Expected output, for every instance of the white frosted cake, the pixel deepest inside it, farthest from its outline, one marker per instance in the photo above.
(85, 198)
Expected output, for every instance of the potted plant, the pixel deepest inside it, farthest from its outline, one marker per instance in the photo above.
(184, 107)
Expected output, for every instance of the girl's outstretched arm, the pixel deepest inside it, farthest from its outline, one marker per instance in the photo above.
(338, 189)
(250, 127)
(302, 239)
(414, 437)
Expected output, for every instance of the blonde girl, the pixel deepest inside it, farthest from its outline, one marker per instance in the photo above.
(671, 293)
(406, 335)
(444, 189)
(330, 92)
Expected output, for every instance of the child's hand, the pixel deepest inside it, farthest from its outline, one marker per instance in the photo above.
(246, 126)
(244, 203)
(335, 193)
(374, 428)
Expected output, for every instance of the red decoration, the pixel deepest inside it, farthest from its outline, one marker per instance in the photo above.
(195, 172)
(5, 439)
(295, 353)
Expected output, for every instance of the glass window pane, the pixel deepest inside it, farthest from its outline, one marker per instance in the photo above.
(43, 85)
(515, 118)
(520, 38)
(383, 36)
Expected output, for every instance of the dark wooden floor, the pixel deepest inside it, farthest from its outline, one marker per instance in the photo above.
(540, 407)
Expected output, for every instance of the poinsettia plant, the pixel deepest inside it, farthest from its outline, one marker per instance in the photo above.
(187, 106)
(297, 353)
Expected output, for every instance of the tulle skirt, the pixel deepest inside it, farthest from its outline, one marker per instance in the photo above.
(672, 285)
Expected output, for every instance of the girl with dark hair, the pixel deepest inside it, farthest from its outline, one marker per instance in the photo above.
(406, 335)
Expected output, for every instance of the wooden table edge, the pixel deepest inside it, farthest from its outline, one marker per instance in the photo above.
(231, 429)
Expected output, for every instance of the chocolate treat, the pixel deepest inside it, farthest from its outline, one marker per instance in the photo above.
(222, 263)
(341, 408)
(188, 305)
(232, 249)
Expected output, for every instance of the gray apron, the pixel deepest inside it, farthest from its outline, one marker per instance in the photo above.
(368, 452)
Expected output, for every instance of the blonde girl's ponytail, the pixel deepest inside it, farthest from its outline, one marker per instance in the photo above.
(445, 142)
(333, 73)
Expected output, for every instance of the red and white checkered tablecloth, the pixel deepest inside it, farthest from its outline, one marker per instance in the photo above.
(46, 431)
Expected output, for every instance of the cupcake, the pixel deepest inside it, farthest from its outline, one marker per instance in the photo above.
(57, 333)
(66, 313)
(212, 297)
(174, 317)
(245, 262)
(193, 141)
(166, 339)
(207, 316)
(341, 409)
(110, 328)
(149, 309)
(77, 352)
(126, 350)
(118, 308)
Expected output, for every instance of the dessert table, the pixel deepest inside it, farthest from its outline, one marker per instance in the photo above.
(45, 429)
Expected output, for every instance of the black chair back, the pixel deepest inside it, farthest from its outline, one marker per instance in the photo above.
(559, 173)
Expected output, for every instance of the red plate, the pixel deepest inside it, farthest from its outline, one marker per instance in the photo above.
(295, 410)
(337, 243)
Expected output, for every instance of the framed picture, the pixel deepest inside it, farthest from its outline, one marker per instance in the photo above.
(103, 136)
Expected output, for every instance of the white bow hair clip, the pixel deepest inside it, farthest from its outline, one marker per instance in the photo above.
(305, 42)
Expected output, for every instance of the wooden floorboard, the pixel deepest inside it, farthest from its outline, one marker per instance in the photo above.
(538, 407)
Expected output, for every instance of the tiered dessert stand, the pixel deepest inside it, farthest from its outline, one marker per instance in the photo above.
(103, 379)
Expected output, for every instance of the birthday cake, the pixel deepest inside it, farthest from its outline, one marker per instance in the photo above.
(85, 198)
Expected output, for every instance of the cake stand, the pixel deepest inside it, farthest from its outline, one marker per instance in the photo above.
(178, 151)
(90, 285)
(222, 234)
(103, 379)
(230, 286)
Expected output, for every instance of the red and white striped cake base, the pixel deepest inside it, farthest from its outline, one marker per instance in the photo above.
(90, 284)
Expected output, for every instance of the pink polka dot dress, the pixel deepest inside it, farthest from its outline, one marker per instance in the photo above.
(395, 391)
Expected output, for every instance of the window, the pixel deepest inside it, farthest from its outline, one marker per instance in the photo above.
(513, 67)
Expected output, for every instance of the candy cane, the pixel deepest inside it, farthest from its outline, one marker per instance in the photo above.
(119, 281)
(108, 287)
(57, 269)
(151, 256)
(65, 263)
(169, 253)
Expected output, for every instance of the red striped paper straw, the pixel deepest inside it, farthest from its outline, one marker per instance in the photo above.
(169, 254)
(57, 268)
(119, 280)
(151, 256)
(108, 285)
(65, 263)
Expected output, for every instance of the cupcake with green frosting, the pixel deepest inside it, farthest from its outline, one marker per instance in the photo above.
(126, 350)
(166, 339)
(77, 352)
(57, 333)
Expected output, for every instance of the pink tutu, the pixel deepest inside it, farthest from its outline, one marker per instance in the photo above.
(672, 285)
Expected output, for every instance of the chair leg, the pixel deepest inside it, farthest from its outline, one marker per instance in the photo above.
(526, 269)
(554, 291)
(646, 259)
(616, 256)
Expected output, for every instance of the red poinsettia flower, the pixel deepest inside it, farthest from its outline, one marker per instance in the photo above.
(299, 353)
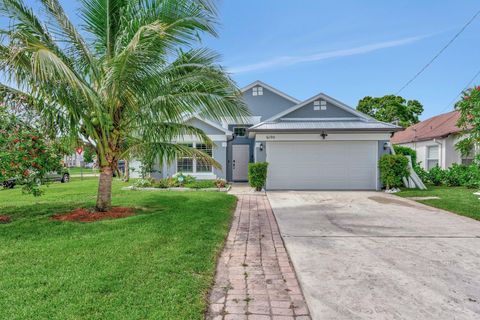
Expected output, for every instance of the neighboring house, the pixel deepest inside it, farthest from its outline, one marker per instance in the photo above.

********************

Work to be completed: Return the material exactly as given, apart from the pictures.

Output for this task:
Expected output, for every instance of the white frosted cake, the pixel deepest inside it, farthest from its outline, one marker per instance in the photo above.
(85, 198)
Expected output, for every instance of the potted plant, the pixel deepest inside it, farthest from its outline, one marker per instance in the photo above.
(184, 107)
Expected output, for every instance of the girl's outstretched arm, the pixel deepest inside it, farthest from its outline, one marker per instance in the photo above.
(338, 189)
(250, 127)
(302, 239)
(414, 437)
Expected output, for every instance of the blonde girl, the pixel deepest inside it, farthest from its outline, one marker per instance in the photo above.
(671, 293)
(406, 335)
(444, 189)
(330, 92)
Expected output, for every instance of the child's hand, the pixel deepest inside it, farthest from its outline, one marker per instance in the photo above.
(246, 126)
(244, 203)
(335, 193)
(374, 428)
Expected output, for every instance of the red decoration, the pixel deepest inside it, farthest from its outline, one marker per instance in the photo above.
(195, 172)
(5, 439)
(295, 353)
Expected output, for every instance of the glass window pane, the pixel deepest inside it, farthest from its outline, one marker per instance in the photo above.
(43, 85)
(515, 118)
(520, 38)
(383, 36)
Expected output, for every instance of the dark wooden floor, the pixel deepest inside it, farthest from its outline, one marker per instance in the photo above.
(540, 407)
Expected output, for every instance of the poinsettia plant, the pixel deepest inside it, farthest from its outline, one marker per instance in the photo above.
(187, 106)
(297, 353)
Expected output, for every instance of the tulle skirt, the pixel deepest inside it, farthest from its outline, one marker per instance in the photo above.
(672, 285)
Expected output, for every instance of the girl with dark hair, the pixel deepest inside it, farthest from its outline, one marker per instance in the photo above.
(406, 335)
Expected output, for every instance of the wooden table edge, the pixel deepest inside it, farthest from its outline, one marker per instance in the photo above.
(231, 429)
Expected output, for every instance of the chocolate treat, the pixel deepest inside it, farthest from its outline, one marker per instance in the photo above.
(222, 263)
(341, 408)
(188, 305)
(232, 249)
Expected output, for every instance of the gray apron, the pixel deepest inside it, farthest from its outline, one marker per instance in the photo above.
(368, 452)
Expected output, for every instance of the blonde girl's ponytail, the pixel deepest inside it, farthest from its outline, one marker per instance in the photo above.
(445, 142)
(333, 73)
Expected output, for every instance of the red and white checkered tablecloth, the pixel deepest inside it, farthest from its outline, one marker per instance in the photo above.
(46, 431)
Expected output, for every instance of the cupcake, the pixel deepest inside it, farthest from its outline, one marker per instance in the photo above.
(57, 333)
(66, 313)
(212, 297)
(174, 317)
(245, 262)
(193, 141)
(166, 339)
(207, 316)
(341, 409)
(110, 328)
(149, 309)
(77, 352)
(126, 350)
(118, 308)
Expected output, for every instance of the dessert table, the pixel deepest inside it, farthest from its outline, one marker per instance in the photo above.
(45, 429)
Expected output, for every instance of the black chair back, the pixel deepest inside it, farthest from its outline, one marker per instance in the photo above.
(559, 173)
Expected output, for every instance of the red plate, the pixel deepest inside it, farthest from its outline, one marker per instance in the photo above.
(295, 410)
(337, 243)
Expected output, for every instance of the framed picture, the pixel deepest inside it, farthest from its outline, one marker per instance in the photo above.
(103, 136)
Expected output, for every instance of the white bow hair clip, the pixel deepest inside it, farthest from its outline, one marker per instance in the photo above.
(305, 42)
Expected output, for every instance of the wooden floorboard, the pixel deepest inside it, farthest from its outline, one marker per instance in the photo above.
(538, 407)
Expected output, for every instance of the tiered dessert stand, the pixel deepest inside it, farthest from its outline, one marker per instance in the photo above.
(103, 379)
Expected output, for every instance of the birthday cake, the pixel deepest inside it, farthest from its outline, one marker per instance in the photo above.
(85, 198)
Expected output, for every instance of the cake stand, the pixel deepest inside it, farthest from its outline, one marker per instance in the photo above.
(178, 151)
(90, 285)
(222, 234)
(103, 379)
(230, 286)
Expected output, for every instance of the red and white striped cake base, the pixel deepest inside it, farthest from its outline, one marker per instance in the photo above.
(90, 284)
Expected output, for every instance of the pink polka dot dress, the pixel deepest inside it, farthest from its outline, one marker per instance in the photo above.
(395, 391)
Expected output, for every instance of the window, the pixel deepest inside it, farthest from its outline, one marker per instance in the photo above.
(513, 67)
Expected output, for every instance of the candy cane, the pixel deepest inside it, farthest from its outline, one marker per instance in the photo above.
(119, 281)
(108, 287)
(57, 269)
(151, 256)
(65, 263)
(169, 253)
Expected output, for every instance of the red striped paper straw, the pixel deepest inside it, farthest from its outline, one marker per instance in the photo above.
(169, 254)
(57, 268)
(119, 280)
(151, 256)
(108, 285)
(65, 263)
Expected output, for every instance of the cupcake with green frosting, the pixel deepest inside it, farthest from its outline, one marker per instance in the photo above.
(126, 350)
(166, 339)
(77, 352)
(57, 333)
Expected output, for every instance of the pink tutu, the pixel deepest inside it, farthest from its outline, one marker per instance in the photo above.
(672, 285)
Expected output, for every instance of the chair leg, the pixel deepest inside it, farthest from its outline, one marker per instance in the photo above.
(526, 269)
(554, 291)
(646, 259)
(616, 256)
Expected output, for every instance of the red poinsettia flower, the pixel deepest inside it, farthest from its outline, one marker per instance in the photo above.
(299, 353)
Expected output, for every instance of the neighboring house, the pixel deepest inside it, farthest from its outline, one marker per instance in the photo above.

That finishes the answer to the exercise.